Listed records =

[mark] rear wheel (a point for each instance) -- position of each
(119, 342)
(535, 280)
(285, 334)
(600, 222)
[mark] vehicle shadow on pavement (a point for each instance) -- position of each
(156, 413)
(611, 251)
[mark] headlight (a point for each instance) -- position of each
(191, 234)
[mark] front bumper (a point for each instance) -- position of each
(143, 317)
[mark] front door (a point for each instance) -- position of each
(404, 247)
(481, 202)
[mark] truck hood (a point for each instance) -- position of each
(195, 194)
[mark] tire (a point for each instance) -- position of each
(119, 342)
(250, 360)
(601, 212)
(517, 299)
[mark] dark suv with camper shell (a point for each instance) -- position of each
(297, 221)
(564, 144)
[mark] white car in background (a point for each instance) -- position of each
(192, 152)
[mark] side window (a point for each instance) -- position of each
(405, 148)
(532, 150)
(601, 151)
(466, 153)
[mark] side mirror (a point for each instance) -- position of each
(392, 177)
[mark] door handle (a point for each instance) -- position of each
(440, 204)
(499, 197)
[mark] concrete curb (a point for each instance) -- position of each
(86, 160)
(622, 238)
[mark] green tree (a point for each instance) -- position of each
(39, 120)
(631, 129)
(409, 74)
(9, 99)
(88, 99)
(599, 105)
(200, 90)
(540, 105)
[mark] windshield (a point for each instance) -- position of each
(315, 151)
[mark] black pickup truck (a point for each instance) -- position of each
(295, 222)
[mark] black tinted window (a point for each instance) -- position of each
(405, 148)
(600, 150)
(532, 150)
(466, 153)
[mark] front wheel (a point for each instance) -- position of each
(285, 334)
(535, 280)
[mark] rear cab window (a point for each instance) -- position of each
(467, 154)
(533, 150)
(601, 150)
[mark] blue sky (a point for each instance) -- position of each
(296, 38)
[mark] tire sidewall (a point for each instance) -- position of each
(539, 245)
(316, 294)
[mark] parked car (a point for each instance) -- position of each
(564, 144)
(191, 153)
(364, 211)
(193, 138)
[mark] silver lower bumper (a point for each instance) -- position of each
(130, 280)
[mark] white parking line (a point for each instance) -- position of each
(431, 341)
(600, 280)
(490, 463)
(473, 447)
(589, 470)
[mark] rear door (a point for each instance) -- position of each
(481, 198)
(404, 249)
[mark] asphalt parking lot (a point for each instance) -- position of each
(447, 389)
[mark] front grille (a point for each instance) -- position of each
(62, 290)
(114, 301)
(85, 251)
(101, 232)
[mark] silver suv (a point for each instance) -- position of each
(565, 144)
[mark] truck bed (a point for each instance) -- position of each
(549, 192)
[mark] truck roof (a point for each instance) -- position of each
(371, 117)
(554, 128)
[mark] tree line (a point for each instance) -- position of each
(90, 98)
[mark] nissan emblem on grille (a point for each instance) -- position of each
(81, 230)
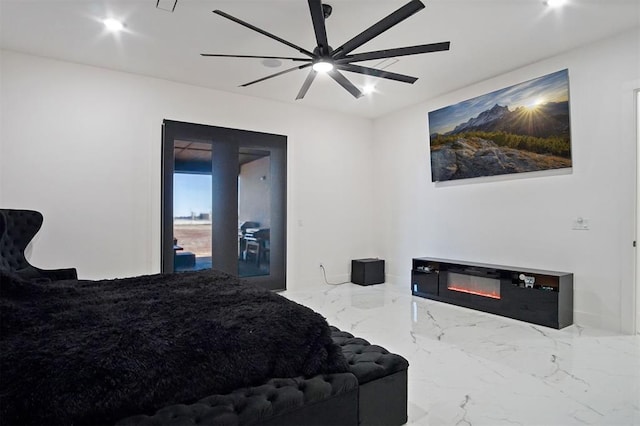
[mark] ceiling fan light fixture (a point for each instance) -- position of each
(555, 3)
(322, 66)
(368, 89)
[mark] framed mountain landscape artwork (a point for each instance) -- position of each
(521, 128)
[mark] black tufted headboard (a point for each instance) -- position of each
(17, 229)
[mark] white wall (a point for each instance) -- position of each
(526, 220)
(82, 145)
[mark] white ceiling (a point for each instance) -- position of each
(488, 37)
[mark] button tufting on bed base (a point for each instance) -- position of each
(252, 405)
(376, 387)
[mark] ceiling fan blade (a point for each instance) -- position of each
(220, 55)
(342, 81)
(263, 32)
(317, 17)
(377, 73)
(307, 84)
(275, 75)
(393, 53)
(378, 28)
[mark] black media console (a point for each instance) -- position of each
(539, 297)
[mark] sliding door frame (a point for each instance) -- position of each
(226, 143)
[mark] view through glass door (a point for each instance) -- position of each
(224, 193)
(192, 232)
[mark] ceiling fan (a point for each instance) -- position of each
(324, 58)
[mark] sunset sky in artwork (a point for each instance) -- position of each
(529, 94)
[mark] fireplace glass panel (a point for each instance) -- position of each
(481, 286)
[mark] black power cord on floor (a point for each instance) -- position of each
(324, 274)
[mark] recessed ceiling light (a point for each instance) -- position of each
(323, 66)
(555, 3)
(113, 24)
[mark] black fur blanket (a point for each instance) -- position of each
(93, 352)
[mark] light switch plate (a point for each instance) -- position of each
(580, 224)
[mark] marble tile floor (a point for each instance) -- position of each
(471, 368)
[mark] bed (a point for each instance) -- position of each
(185, 348)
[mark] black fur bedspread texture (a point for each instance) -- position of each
(93, 352)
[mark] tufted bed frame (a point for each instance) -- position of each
(373, 392)
(370, 387)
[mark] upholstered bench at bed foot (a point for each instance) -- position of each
(382, 378)
(330, 399)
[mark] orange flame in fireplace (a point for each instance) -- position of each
(492, 295)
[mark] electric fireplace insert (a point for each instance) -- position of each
(536, 296)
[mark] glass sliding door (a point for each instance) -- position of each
(192, 179)
(224, 202)
(254, 212)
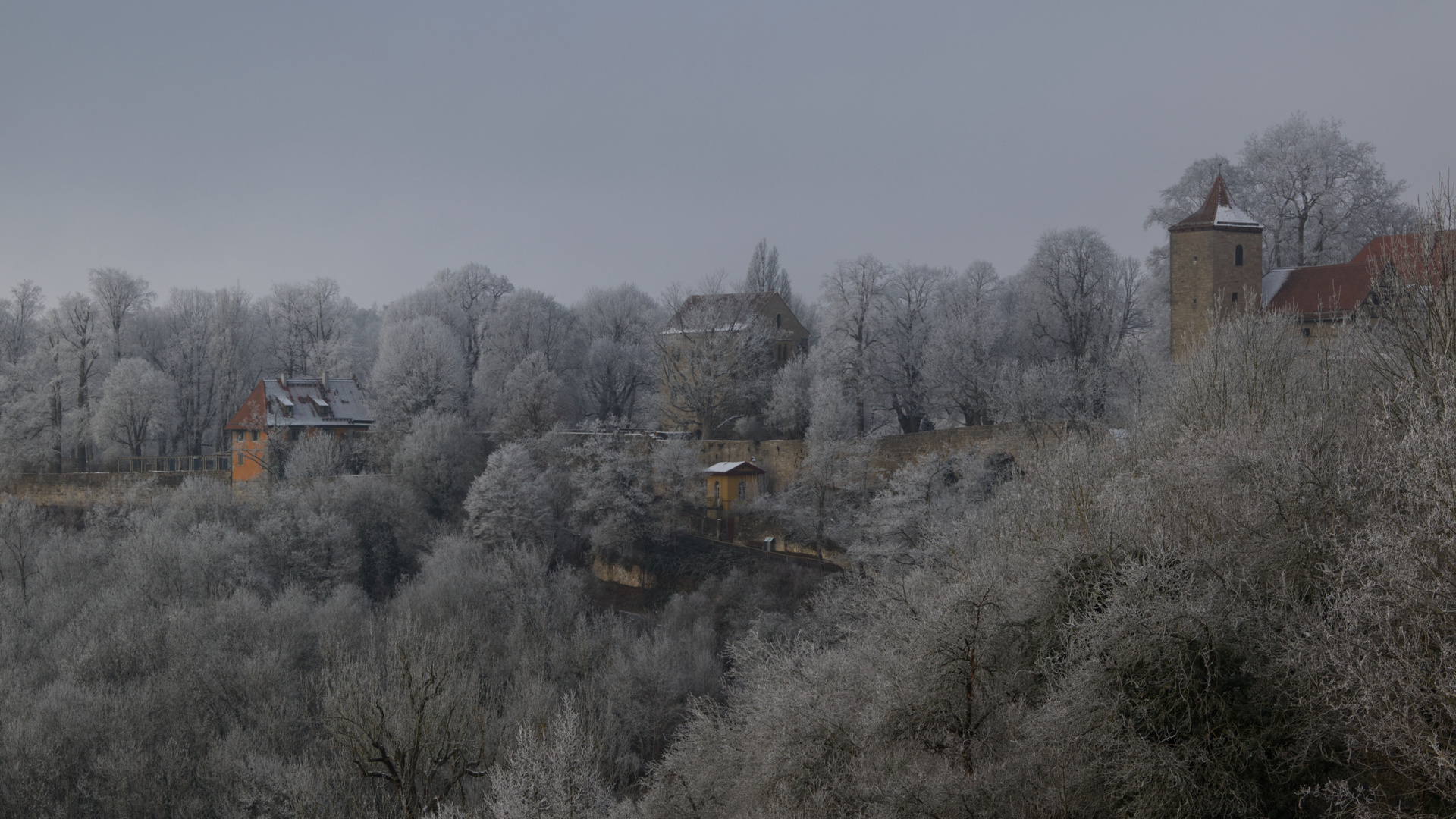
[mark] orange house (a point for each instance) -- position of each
(730, 482)
(289, 409)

What the task requires =
Return each record as written, minus its images.

Solution for this problem =
[mark] rear wheel (a point for each instance) -- position of each
(119, 342)
(535, 280)
(285, 334)
(600, 222)
[mark] vehicle shadow on pavement (a point for each instance) -- position of each
(156, 413)
(611, 251)
[mark] headlight (a point for each instance) -- position of each
(191, 234)
[mark] front bumper (a point for each instance) -- position of each
(143, 317)
[mark] front door (a point for each instance) -- position of each
(404, 247)
(481, 202)
[mark] truck hood (a point for each instance) -- position of each
(195, 194)
[mark] tire (a point for each instance) -- position of each
(119, 342)
(250, 360)
(601, 212)
(517, 299)
[mark] dark suv with camper shell (a point for each instance) -- position of each
(297, 221)
(564, 144)
[mark] white car in background (a point for each instance) -- position of each
(192, 152)
[mark] side window (a point for each instance) -- position of each
(405, 148)
(532, 150)
(601, 151)
(466, 153)
[mark] side mirror (a point for each instance) -- position of each
(392, 177)
[mark] door handle (a point for each instance) -- position of each
(440, 204)
(499, 197)
[mark] concrete curb (a point for each instance) -- position of each
(86, 160)
(622, 238)
[mark] green tree (a point for each instance) -- position of each
(39, 120)
(631, 129)
(409, 74)
(9, 99)
(88, 99)
(599, 105)
(200, 90)
(540, 105)
[mark] windshield (a point for each instance) -- position of each
(315, 151)
[mark] black pickup truck (a point for each instance) -- position of each
(295, 222)
[mark] black tinted window (a point for each instance) -- position of each
(405, 148)
(600, 150)
(532, 150)
(466, 153)
[mark] front wheel (a point for each instance) -- position of each
(285, 334)
(535, 280)
[mark] rear cab window (a point for each instance) -- position of each
(467, 154)
(533, 150)
(601, 150)
[mark] blue sky (a point for each instance) -- position of each
(296, 38)
[mark] tire sidewall (a point for each instance) -- position of each
(539, 245)
(316, 294)
[mark] parked car (a point for each instance) -- position of each
(564, 144)
(191, 153)
(364, 211)
(193, 138)
[mark] silver lower bumper (a point for each instance) -- position of each
(130, 280)
[mark] white parking line (a point for each instance) -- position of each
(431, 341)
(600, 280)
(490, 463)
(473, 447)
(589, 470)
[mark] rear door (a point for each instance) -- position of each
(481, 198)
(404, 249)
[mark] asphalt parking lot (a point for each instance) -- position of each
(447, 389)
[mark] front grille (a point for each instance) -- position of each
(62, 290)
(114, 301)
(85, 251)
(101, 232)
[mark] silver suv (a point for each instance) -- position of each
(565, 144)
[mark] truck bed (a point for each instance) -- position of each
(549, 192)
[mark] truck roof (a point for each instance) -- position of each
(371, 117)
(554, 128)
[mark] tree line (a point for each instance) -- position of each
(90, 98)
[mark] nissan emblem on grille (a point for each instance) -- position of each
(81, 230)
[mark] ceiling fan light fixture (a point for each instance) -- position of each
(555, 3)
(322, 66)
(368, 89)
[mark] framed mountain landscape artwork (a point for each instance) -- position of each
(521, 128)
[mark] black tufted headboard (a point for each instance) -- position of each
(17, 229)
[mark] white wall (a point for each instance) -- position of each
(526, 220)
(82, 145)
[mark] white ceiling (a point for each instance) -- position of each
(488, 37)
[mark] button tufting on bed base (a point for each instance) -- position of each
(252, 405)
(376, 387)
[mark] ceiling fan blade (a point for each instance) -- position of each
(220, 55)
(342, 81)
(263, 32)
(317, 17)
(377, 73)
(307, 84)
(275, 75)
(393, 53)
(378, 28)
[mark] black media console (a point for each instance) -- position of each
(539, 297)
[mark] sliding door frame (a point for each instance) -- position of each
(226, 143)
[mark] view through glass door (a point for each instance) -- position of each
(224, 193)
(192, 232)
[mark] ceiling fan (a point for each instance) -- position of each
(324, 58)
[mark] sunset sky in artwork (a point for each instance) -- position of each
(529, 94)
[mark] fireplace glass panel (a point for each instance) -- position of each
(481, 286)
[mark] black power cord on floor (a point for each instance) -- position of each
(324, 274)
[mark] recessed ceiling light (a point for each instance) -- position of each
(323, 66)
(555, 3)
(113, 24)
[mark] black fur blanket (a point for each instance) -- position of each
(93, 352)
[mark] light switch plate (a point for each instance) -- position of each
(580, 224)
[mark] marble tile floor (a point for each instance) -- position of each
(471, 368)
[mark] bed (a point for each instance) -- position of each
(185, 348)
[mark] black fur bedspread texture (a point for each instance) -- position of each
(93, 352)
[mark] tufted bed frame (a point for each instance) -- position of each
(373, 392)
(370, 387)
[mark] upholstered bench at bed foot (a point for each instance) -- position of each
(382, 378)
(330, 399)
[mark] orange flame in fireplace (a point for each instance) -- position of each
(492, 295)
[mark] electric fireplace insert (a point for each instance) -- position of each
(536, 296)
[mark] glass sliding door (a point for each instance) -- position of each
(192, 179)
(224, 202)
(254, 212)
[mark] orange house (a point for each instance) -- position of each
(730, 482)
(289, 409)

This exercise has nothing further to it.